ILLINOIS APPELLATE COURT — FIRST DISTRICT (5TH DIVISION) REVERSED AND REMANDED.


OPINION FILED SEPTEMBER 25, 1981.

EDWARD M. MEYER, PLAINTIFF-APPELLANT,

v.

WILLIAM M. LOGUE ET AL., DEFENDANTS-APPELLEES.

APPEAL from the Circuit Court of Cook County; the Hon. RAYMOND S. SARNOW, Judge, presiding.

MR. JUSTICE WILSON DELIVERED THE OPINION OF THE COURT:

Rehearing denied November 6, 1981.

Plaintiff Edward Meyer brought this action to enforce an oral contract involving the sale of securities. The trial court granted defendants' motion for summary judgment, holding that the alleged agreement was unenforceable under the relevant Statute of Frauds. (Ill. Rev. Stat. 1979, ch. 26, par. 8-319.) On appeal, plaintiff contends that the trial court erred in granting summary judgment because he raised these genuine issues of material fact: (1) whether the parties entered a valid oral contract and (2) whether plaintiff's alleged performance of this contract removes the Statute of Frauds barrier. We reverse and remand.

The following information is derived from the pleadings and plaintiff's deposition.

In August of 1973, plaintiff owned 20 percent of the outstanding stock in both the Brock Tool Company and Brock Equipment Company. The Brockschmidt family owned the balance of stock in each corporation. At that time, the total worth of Brock Tool was approximately $900,000. Plaintiff had worked for both companies for many years and when the Brockschmidts decided to sell their 80 percent interest in Brock Tool, they gave plaintiff a veto power over any potential purchasers of their interest. This was important to plaintiff because he wished to remain with the company as its chief executive officer.

Initially, the Brockschmidts and plaintiff negotiated with a party other than defendants. Based on the $900,000 valuation of the corporation, the Brockschmidts were to receive $720,000 for their 80 percent interest in the company. During this time, however, defendant Logue learned of the negotiations and expressed interest in buying the company. Plaintiff told the Brockschmidts that he would prefer dealing with Logue rather than the prior party because Logue assured plaintiff he would be expected to stay on and run the company. Logue and the other defendants planned to borrow money to purchase the Brockschmidts' interest. To facilitate the transaction, plaintiff agreed to subordinate his interest in Brock Tool through a reorganization of the company's stock structure. This would allow defendants to purchase the controlling interest in the company for a nominal amount and pay the Brockschmidts with the bank loan, which was secured by the assets of the corporation. In return, defendants agreed to purchase plaintiff's interest in Brock Tool at the same rate as they paid the Brockschmidts.

According to plaintiff, the negotiations between defendants, the Brockschmidts and plaintiff culminated in the following agreement: (1) plaintiff would sell his interest in Brock Equipment Company to the Brockschmidts for $5,000 and an additional 20 percent of Brock Tool stock, so he would acquire 40 percent of Brock Tool; (2) plaintiff would consent to Brock Tool borrowing $560,000, using its own assets as collateral, to purchase and retire the Brockschmidts' interest in the company; (3) plaintiff would consent to a reorganization of Brock Tool stock into two shareholder classes, A and B. Plaintiff's 40 percent interest in Brock Tool would be decreased from 10,000 to 100 shares of Class A. Ten thousand shares of Class B would be issued, with plaintiff paying $4,000 cash for 4,000 shares, and defendants paying $6,000 cash for 6,000 shares. This would give defendants control of the corporation. (4) Plaintiff would retain the right, on demand, to require defendants to purchase his Class A shares in Brock Tool. These shares represented his 40 percent interest in the corporation and defendants were to purchase them at the same basis paid to the Brockschmidts for their interest. This amounted to $360,000, to be paid to plaintiff in a manner favorable in its tax consequences.

(Region labeling entries)
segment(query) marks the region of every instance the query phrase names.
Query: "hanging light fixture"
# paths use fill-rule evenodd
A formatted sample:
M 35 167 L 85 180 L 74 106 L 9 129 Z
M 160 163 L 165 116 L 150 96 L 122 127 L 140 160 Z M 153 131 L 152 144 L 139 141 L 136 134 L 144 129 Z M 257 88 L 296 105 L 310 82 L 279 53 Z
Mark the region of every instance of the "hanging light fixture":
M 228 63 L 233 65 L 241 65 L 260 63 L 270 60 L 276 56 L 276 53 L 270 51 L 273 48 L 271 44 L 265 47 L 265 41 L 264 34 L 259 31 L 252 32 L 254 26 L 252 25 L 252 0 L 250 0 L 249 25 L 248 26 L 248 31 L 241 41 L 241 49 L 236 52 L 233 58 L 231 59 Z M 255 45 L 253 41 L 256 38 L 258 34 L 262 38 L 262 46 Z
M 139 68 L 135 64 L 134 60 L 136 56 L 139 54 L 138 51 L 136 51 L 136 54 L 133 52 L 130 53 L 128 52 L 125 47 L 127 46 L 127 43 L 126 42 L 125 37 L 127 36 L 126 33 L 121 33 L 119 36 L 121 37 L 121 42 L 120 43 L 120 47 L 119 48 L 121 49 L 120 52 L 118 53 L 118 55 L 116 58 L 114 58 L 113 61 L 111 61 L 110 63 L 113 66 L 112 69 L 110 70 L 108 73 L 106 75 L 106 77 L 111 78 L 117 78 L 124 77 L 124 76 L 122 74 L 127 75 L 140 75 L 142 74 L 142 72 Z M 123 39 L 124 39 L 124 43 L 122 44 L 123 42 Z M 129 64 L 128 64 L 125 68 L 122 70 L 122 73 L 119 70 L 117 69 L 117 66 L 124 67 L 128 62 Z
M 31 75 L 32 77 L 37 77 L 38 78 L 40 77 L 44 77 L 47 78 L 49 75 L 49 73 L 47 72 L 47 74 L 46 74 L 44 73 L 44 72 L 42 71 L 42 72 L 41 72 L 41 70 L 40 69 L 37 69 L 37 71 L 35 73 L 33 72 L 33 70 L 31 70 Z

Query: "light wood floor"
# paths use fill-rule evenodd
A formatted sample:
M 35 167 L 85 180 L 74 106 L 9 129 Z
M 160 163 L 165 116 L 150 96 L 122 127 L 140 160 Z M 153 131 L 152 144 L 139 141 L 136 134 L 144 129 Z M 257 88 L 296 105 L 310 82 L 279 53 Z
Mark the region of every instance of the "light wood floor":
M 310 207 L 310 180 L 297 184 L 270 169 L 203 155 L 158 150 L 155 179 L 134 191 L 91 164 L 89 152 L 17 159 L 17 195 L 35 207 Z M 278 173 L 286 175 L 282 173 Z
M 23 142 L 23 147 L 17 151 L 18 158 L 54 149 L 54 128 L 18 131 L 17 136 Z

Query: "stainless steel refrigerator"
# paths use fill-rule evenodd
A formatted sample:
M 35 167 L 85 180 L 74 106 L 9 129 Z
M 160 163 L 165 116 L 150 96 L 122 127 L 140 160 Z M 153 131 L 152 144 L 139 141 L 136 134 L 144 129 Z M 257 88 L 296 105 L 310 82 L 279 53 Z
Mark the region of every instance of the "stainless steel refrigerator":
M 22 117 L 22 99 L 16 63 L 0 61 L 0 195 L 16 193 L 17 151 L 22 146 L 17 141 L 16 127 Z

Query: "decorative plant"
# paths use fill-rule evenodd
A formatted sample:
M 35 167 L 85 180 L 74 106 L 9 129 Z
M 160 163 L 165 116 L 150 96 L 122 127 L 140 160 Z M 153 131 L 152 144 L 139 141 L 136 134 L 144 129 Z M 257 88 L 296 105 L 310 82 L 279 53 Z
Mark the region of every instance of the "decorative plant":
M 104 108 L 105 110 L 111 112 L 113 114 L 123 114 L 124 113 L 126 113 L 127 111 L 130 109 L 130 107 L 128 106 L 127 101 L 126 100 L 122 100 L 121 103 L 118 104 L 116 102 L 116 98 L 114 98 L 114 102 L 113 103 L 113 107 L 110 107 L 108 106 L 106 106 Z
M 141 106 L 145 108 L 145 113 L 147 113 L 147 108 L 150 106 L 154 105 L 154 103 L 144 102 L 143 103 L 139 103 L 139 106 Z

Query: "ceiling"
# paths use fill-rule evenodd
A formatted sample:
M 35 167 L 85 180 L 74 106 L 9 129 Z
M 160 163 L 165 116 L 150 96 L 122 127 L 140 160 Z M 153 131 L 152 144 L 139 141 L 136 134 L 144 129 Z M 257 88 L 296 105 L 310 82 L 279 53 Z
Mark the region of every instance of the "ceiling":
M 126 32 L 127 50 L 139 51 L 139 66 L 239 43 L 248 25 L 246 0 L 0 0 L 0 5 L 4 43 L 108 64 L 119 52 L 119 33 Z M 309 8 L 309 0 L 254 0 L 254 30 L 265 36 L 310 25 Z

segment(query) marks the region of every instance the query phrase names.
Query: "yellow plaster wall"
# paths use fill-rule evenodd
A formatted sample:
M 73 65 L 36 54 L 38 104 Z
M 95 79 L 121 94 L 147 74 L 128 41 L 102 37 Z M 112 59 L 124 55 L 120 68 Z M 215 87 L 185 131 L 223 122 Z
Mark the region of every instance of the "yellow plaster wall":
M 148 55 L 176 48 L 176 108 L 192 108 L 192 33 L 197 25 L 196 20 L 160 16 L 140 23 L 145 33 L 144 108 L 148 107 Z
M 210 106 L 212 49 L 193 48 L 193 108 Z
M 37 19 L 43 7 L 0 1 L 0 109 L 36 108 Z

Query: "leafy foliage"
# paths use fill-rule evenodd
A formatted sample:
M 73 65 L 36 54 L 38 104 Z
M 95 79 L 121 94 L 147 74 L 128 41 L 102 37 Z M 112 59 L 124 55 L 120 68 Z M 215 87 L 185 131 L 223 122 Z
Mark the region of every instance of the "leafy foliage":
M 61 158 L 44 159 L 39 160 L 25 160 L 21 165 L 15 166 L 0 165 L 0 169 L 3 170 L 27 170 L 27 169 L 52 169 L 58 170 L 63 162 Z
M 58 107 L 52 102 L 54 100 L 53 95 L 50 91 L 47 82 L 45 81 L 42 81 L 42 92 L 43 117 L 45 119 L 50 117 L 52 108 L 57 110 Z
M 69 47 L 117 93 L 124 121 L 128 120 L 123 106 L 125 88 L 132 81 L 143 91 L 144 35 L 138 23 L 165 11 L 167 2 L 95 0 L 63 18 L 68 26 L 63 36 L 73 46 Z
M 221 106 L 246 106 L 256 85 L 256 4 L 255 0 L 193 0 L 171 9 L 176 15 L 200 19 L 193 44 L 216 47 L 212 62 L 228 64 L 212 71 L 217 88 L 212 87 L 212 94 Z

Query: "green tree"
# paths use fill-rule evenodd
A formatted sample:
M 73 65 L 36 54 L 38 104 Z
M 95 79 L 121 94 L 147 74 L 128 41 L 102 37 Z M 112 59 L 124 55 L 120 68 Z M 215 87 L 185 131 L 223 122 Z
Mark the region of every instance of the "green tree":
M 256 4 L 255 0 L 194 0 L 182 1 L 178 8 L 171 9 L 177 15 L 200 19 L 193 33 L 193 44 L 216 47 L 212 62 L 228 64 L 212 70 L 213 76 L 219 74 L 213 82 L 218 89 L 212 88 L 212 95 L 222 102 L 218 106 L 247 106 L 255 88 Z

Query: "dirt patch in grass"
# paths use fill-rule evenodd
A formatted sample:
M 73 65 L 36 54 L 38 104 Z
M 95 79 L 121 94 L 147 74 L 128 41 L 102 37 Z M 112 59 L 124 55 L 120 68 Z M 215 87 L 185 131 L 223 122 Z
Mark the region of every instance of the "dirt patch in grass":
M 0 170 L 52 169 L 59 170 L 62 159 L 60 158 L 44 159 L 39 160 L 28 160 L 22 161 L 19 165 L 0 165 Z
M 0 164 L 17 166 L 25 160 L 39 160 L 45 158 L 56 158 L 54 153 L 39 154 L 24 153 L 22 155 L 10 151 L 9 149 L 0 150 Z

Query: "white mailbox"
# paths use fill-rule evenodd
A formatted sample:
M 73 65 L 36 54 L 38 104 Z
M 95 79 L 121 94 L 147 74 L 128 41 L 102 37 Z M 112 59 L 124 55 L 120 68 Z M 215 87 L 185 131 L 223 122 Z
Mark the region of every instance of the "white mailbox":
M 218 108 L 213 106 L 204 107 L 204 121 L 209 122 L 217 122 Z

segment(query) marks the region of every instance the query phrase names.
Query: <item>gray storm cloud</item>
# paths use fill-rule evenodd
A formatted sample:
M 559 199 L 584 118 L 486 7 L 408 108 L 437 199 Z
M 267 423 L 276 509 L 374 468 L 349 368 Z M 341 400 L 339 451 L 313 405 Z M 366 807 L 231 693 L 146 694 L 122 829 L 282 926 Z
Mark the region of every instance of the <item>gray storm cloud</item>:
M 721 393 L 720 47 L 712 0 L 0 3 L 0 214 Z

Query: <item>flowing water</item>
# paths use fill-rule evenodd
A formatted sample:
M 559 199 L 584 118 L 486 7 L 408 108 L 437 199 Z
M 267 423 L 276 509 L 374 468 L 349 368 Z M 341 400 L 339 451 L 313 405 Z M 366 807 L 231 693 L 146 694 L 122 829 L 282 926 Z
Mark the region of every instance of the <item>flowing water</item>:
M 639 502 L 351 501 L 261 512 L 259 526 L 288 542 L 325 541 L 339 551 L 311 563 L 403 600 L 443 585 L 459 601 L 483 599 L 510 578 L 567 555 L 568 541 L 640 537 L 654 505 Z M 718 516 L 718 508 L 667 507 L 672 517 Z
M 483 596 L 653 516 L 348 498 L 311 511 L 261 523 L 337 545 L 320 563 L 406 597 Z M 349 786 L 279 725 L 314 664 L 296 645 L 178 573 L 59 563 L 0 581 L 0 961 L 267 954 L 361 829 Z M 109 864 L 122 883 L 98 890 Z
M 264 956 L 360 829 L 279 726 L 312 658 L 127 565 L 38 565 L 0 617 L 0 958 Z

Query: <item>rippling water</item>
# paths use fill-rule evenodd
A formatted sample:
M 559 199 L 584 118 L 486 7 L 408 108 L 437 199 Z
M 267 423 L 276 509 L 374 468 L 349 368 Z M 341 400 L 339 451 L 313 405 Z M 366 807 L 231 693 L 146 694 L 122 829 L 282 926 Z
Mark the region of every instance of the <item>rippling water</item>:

> **Stated exercise 1**: Rewrite the court opinion excerpt from "ILLINOIS APPELLATE COURT" through "ET AL., DEFENDANTS-APPELLEES.", putting "OCTOBER" in place of "SEPTEMBER".
> **Stated exercise 2**: List each line of the records that includes the string "steel".

> **Worked answer 1**:
ILLINOIS APPELLATE COURT — FIRST DISTRICT (5TH DIVISION) REVERSED AND REMANDED.


OPINION FILED OCTOBER 25, 1981.

EDWARD M. MEYER, PLAINTIFF-APPELLANT,

v.

WILLIAM M. LOGUE ET AL., DEFENDANTS-APPELLEES.

> **Worked answer 2**:
Query: "stainless steel refrigerator"
Mark the region of every instance of the "stainless steel refrigerator":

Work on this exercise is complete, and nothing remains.